Deine Aufgabe:
Gib aus dem Text über die gemähte Blühfläche in Kornwestheim ein Stück wortgetreu wieder, beginnend mit „Die Augen brennen, die“ und weiter bis einschließlich „Beispiel aus Kornwestheim.“.

Ausgewählter Text:
****************************************

Die Augen brennen, die Nase ist dicht, das Atmen fällt schwer: Wenn Pflanzen blühen und sprießen, leiden Allergiker. Warum die menschliche Gesundheit manchmal schwer mit dem Artenschutz zu vereinbaren ist, zeigt ein Beispiel aus Kornwestheim.
Pollensaison im Kreis Ludwigsburg Zwiespalt Blühflächen: Warum Städte auf Kosten der Artenvielfalt mähen müssen
In Kornwestheim wurde zum Ärger einer Anwohnerin ein lebendige Blühfläche abgemäht. Doch die Lage ist komplex – die Interessen von Natur und Mensch stehen sich gegenüber.

****************************************

Das Material:
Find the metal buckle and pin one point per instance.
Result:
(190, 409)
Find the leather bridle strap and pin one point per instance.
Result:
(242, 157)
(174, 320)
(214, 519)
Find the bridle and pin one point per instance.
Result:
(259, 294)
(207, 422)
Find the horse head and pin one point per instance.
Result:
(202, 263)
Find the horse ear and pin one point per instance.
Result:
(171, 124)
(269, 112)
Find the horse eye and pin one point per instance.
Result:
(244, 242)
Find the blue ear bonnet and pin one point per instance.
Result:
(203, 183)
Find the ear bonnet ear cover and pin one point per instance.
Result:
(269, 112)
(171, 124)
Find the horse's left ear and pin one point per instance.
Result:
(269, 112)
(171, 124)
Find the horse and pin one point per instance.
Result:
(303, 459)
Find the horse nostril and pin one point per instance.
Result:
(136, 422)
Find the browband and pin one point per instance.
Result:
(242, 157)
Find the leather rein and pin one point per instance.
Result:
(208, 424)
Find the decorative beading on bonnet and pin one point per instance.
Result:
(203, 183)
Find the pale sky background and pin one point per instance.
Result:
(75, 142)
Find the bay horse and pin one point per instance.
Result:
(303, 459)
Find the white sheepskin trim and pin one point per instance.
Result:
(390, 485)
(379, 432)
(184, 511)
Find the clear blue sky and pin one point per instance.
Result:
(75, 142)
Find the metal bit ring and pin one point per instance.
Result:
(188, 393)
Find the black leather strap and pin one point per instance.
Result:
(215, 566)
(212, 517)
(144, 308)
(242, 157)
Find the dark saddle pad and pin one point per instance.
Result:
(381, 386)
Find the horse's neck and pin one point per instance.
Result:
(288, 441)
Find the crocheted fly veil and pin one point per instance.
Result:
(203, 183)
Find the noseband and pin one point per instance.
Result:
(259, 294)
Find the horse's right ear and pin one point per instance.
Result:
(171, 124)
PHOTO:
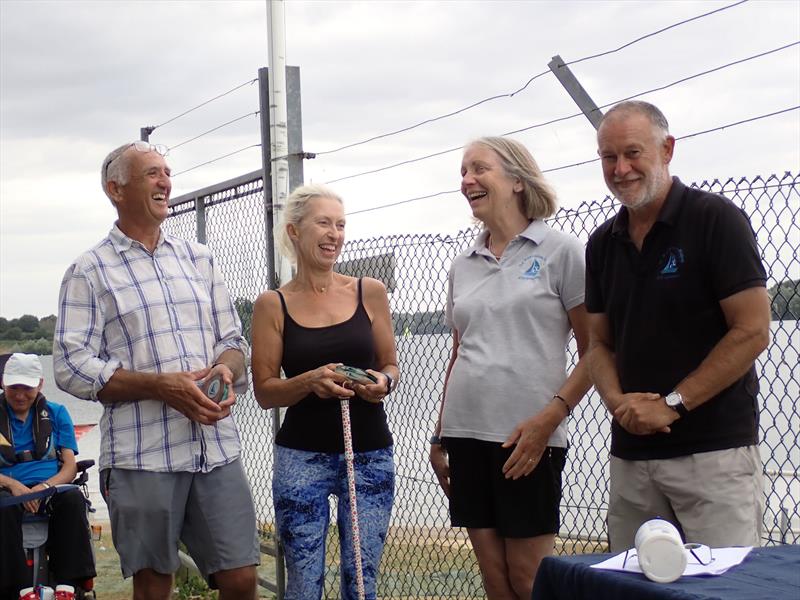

****************************************

Die Antwort:
Die Augen brennen, die Nase ist dicht, das Atmen fällt schwer: Wenn Pflanzen blühen und sprießen, leiden Allergiker. Warum die menschliche Gesundheit manchmal schwer mit dem Artenschutz zu vereinbaren ist, zeigt ein Beispiel aus Kornwestheim.